Select every line below containing the word "tree".

(Saved data entries)

════════════════════

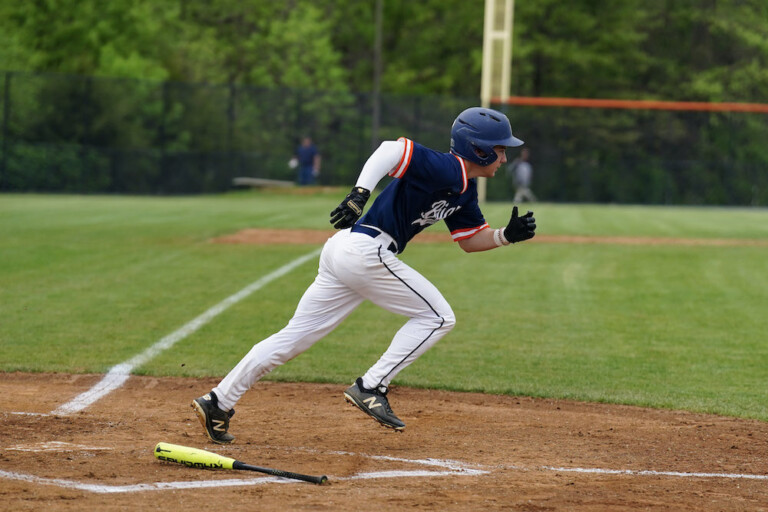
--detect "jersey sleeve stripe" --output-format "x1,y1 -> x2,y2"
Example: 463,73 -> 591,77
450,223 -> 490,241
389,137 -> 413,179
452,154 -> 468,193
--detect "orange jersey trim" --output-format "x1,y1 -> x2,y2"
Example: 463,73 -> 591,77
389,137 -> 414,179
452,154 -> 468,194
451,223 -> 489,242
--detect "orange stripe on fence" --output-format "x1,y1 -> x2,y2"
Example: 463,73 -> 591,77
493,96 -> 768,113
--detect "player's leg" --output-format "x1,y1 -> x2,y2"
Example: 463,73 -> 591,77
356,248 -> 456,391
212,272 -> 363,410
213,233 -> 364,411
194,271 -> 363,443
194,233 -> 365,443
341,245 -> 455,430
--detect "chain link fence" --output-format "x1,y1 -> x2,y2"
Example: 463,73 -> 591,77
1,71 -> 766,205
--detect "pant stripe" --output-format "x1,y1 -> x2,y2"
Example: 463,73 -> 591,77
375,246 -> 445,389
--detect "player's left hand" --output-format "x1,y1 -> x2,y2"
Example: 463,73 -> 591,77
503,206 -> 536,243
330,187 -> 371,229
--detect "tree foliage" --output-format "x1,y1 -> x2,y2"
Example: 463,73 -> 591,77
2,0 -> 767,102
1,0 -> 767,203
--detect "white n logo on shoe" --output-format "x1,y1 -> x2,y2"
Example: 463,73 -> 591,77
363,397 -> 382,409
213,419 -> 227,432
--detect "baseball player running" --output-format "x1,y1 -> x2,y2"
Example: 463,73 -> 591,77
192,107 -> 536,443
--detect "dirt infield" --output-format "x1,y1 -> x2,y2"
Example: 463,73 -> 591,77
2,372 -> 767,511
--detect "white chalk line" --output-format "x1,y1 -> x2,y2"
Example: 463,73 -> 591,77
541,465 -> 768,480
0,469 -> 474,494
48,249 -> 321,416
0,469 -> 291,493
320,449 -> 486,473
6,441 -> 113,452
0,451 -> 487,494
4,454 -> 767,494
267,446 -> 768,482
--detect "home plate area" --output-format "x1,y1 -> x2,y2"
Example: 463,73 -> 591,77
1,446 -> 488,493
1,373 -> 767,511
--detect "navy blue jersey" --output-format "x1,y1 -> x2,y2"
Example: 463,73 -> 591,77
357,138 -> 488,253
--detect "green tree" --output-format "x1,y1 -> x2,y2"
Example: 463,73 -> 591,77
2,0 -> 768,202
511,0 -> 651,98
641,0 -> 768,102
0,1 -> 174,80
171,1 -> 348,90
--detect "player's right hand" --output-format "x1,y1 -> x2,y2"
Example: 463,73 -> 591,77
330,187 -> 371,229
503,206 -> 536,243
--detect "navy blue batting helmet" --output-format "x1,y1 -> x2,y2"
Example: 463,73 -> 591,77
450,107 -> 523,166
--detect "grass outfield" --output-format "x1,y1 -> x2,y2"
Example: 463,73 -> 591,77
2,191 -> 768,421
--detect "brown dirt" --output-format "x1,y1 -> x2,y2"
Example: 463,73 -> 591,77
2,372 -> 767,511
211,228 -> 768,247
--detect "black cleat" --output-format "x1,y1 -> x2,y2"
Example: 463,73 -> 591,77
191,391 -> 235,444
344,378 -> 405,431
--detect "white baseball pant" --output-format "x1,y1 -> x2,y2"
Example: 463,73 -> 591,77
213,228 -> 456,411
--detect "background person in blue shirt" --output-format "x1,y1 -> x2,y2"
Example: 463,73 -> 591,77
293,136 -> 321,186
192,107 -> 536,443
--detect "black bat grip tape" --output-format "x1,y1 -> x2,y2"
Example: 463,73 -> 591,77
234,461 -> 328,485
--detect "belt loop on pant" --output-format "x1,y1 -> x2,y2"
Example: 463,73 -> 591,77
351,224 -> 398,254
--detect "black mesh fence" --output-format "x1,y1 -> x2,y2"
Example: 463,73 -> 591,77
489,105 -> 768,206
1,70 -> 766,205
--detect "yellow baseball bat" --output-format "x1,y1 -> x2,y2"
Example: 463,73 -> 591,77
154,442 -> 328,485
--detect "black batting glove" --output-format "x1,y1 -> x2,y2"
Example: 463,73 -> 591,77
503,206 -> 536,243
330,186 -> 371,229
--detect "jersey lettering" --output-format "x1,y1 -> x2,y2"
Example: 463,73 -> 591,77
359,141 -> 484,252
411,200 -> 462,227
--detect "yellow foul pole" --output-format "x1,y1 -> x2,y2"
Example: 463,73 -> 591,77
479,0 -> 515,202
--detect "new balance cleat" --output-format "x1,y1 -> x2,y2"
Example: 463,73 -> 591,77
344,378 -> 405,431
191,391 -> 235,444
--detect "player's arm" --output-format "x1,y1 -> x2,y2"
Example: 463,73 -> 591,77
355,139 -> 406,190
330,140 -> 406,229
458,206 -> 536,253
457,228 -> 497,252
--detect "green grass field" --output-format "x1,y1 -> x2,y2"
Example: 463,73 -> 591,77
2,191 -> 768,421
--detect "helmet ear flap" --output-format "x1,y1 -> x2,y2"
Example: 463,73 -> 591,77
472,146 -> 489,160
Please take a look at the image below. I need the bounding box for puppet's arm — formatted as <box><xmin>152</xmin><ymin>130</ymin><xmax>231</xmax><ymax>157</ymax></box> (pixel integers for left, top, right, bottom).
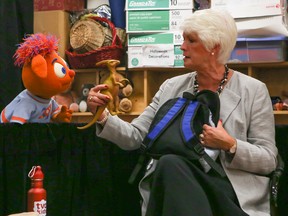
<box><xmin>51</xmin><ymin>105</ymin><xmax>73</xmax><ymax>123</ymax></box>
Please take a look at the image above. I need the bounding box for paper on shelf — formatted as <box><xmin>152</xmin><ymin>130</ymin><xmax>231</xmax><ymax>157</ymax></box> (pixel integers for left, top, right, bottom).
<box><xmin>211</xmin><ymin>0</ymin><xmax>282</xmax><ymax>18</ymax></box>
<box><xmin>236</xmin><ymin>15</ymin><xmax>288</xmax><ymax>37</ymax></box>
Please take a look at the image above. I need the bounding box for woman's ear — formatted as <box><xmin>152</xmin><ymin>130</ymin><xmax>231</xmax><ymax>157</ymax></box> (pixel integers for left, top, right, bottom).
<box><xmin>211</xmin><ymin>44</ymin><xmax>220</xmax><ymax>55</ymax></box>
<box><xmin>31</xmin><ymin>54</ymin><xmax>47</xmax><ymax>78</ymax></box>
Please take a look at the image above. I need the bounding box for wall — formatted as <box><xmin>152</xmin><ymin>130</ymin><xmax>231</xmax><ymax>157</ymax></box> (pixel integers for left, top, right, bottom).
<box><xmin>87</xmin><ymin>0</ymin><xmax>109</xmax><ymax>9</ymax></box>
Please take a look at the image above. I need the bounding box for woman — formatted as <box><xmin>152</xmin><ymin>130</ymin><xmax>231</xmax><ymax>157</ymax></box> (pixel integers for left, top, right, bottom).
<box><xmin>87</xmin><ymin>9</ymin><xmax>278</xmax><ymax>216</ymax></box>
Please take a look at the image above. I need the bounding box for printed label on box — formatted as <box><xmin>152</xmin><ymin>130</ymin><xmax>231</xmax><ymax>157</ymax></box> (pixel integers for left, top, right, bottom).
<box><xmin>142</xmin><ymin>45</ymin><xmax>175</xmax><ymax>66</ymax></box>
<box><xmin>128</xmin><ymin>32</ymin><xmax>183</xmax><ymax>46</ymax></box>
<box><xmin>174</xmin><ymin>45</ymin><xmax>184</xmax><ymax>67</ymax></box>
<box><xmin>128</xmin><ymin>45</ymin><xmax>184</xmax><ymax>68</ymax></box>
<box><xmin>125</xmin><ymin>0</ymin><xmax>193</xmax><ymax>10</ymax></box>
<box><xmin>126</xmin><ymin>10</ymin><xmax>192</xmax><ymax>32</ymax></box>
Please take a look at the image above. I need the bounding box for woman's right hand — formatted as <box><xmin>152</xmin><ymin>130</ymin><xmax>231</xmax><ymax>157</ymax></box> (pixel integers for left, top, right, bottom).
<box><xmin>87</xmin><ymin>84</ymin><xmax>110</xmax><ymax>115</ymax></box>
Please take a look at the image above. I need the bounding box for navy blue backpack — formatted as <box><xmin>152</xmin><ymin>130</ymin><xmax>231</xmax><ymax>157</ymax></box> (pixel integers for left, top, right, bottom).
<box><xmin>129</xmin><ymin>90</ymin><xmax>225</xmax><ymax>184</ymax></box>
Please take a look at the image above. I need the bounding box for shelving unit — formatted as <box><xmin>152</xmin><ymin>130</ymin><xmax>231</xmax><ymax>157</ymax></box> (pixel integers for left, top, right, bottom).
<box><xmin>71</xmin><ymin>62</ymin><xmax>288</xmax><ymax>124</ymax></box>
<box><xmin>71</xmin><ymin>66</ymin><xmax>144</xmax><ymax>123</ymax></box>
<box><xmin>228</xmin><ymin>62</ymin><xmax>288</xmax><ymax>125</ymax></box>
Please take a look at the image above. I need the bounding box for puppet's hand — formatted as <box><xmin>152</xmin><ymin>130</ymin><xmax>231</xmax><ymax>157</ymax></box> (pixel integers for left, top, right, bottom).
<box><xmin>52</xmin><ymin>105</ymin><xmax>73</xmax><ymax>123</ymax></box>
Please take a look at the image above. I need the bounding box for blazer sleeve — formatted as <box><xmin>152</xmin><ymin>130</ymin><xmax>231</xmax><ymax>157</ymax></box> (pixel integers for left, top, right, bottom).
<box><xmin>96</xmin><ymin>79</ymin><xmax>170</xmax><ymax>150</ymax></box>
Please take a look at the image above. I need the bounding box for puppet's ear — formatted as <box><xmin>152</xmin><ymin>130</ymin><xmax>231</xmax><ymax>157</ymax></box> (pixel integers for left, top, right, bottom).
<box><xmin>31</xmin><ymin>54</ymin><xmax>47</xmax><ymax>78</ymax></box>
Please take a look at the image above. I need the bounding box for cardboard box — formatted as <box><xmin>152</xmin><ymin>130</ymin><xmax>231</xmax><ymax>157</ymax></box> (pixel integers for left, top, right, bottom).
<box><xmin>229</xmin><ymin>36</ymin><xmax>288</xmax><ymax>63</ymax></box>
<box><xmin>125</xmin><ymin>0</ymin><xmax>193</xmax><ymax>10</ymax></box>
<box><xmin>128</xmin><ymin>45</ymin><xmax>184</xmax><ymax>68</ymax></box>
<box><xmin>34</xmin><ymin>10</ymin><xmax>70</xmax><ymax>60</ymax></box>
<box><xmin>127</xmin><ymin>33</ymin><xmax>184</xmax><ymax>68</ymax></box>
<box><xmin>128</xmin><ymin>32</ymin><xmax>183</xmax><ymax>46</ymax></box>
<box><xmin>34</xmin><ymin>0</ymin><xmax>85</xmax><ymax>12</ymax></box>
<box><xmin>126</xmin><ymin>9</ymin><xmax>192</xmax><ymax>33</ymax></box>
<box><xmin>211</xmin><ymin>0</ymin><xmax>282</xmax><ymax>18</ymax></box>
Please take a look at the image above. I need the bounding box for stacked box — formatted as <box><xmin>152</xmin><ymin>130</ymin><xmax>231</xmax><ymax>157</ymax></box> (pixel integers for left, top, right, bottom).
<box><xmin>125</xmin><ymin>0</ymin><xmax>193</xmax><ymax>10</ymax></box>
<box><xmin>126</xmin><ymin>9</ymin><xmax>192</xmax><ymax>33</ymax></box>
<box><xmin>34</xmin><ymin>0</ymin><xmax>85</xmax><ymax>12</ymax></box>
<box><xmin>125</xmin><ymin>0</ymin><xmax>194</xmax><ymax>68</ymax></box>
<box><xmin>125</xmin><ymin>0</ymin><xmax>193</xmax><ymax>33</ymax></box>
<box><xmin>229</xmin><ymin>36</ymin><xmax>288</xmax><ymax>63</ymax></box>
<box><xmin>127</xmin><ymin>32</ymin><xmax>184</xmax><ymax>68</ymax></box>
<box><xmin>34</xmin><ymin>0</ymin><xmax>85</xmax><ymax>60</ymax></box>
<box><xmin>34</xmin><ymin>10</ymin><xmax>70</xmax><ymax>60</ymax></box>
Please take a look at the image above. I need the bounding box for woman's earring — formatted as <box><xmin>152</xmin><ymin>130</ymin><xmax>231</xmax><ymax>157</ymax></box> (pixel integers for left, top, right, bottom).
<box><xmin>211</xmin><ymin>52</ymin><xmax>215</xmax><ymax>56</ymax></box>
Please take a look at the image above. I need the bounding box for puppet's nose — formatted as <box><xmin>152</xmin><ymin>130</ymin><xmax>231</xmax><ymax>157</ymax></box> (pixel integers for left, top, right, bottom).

════════════════════

__Answer section__:
--detect "tree foliage" --output-format "x1,y1 -> x2,y2"
--detect "green tree" --output-format "x1,y1 -> x2,y2"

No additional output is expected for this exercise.